Exercise instructions:
**1.** In the second paragraph of the passage on Rust and C++, list every programming language that is named.
**2.** Reproduce the stretch of the passage on Rust and C++ from "Recently, there's many" through "competitor of C++.".

Document excerpt:
Rust is a real challenger. It's not like Zig, or other languages that are still early. But only time can tell if it's going to be a real competition. Usually, most languages that try to compete, the killer feature usually is being interoperable with the previous language. C++ was, we see Kotlin is succeeded because it was easy to combine it with Java, TypeScript with JavaScript, same pattern. Unless Rust do some heavy investment to make it really easy for a code base that is written in C++ to migrate to Rust, or to at least start writing code in Rust without doing a big investment, if they can do that, it will be definitely successful. That's basically that challenge, because it's not only about how beautiful the language is, there's a lot of things that you have to take into consideration.

Recently, there's many languages that were introduced. We have Carbon, which was introduced by Google to compete with C++. Many people that work on it are actually part of the C++ committee. Also, we don't know if it's going to succeed or not. We have cppfront, which is trying to build on top of C++ by keeping the good subset of it. Say, for example, you can write this new subset, the good subset of C++ and use it with your old C++ without need to learn about all the uncommon feature, or, let's say, not very relevant features that are still in the language but don't have many use cases. But Carbon and cppfront is still in their early days. Rust is the biggest competitor of C++.

Data shown:
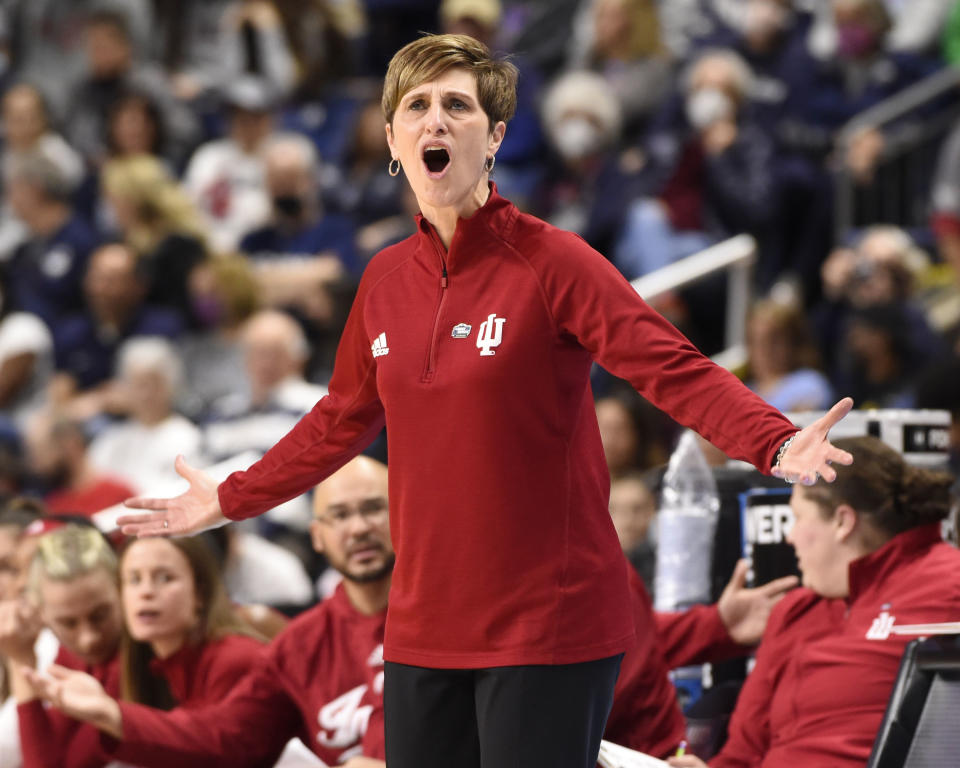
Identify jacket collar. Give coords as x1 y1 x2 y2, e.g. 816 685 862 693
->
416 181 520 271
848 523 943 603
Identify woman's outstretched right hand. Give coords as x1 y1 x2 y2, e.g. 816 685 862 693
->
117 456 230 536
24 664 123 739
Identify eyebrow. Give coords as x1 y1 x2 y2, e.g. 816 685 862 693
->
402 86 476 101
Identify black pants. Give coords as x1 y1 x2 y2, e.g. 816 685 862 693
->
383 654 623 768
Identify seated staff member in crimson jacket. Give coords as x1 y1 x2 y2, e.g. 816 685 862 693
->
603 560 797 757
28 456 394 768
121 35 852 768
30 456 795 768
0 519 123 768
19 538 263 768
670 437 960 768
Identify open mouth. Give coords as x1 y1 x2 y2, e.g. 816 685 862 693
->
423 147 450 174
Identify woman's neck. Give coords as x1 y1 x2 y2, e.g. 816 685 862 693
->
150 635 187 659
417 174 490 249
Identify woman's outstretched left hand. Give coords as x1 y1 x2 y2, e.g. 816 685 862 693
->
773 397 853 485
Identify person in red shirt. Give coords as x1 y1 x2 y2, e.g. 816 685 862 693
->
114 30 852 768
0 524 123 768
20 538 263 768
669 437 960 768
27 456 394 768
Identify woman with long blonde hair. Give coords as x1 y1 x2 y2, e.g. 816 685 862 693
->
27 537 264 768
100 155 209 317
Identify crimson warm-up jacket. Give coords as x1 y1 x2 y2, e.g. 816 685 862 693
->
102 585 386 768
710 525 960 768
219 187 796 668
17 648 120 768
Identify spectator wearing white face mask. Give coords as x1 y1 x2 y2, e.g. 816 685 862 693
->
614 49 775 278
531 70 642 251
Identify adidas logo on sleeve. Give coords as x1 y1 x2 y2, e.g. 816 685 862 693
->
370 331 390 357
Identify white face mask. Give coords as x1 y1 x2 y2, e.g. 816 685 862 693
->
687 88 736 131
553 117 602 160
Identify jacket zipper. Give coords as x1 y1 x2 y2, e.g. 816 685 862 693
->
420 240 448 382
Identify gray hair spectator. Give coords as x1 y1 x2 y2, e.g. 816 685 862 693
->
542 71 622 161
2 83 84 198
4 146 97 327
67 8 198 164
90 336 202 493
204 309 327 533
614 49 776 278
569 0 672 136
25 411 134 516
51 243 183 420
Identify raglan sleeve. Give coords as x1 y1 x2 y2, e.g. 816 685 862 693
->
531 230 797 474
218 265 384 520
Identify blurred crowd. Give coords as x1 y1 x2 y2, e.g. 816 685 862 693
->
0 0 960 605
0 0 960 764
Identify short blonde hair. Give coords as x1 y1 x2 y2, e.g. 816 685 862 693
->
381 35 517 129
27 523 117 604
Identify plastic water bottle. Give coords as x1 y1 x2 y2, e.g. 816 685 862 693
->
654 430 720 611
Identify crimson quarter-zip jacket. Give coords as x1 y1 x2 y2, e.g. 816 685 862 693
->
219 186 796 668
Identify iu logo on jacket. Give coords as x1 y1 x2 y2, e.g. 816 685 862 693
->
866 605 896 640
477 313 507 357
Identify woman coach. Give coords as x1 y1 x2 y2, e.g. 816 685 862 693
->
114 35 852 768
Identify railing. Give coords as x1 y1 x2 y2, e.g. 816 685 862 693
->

Responses per task:
**1.** Carbon, C++, cppfront, Rust

**2.**
Recently, there's many languages that were introduced. We have Carbon, which was introduced by Google to compete with C++. Many people that work on it are actually part of the C++ committee. Also, we don't know if it's going to succeed or not. We have cppfront, which is trying to build on top of C++ by keeping the good subset of it. Say, for example, you can write this new subset, the good subset of C++ and use it with your old C++ without need to learn about all the uncommon feature, or, let's say, not very relevant features that are still in the language but don't have many use cases. But Carbon and cppfront is still in their early days. Rust is the biggest competitor of C++.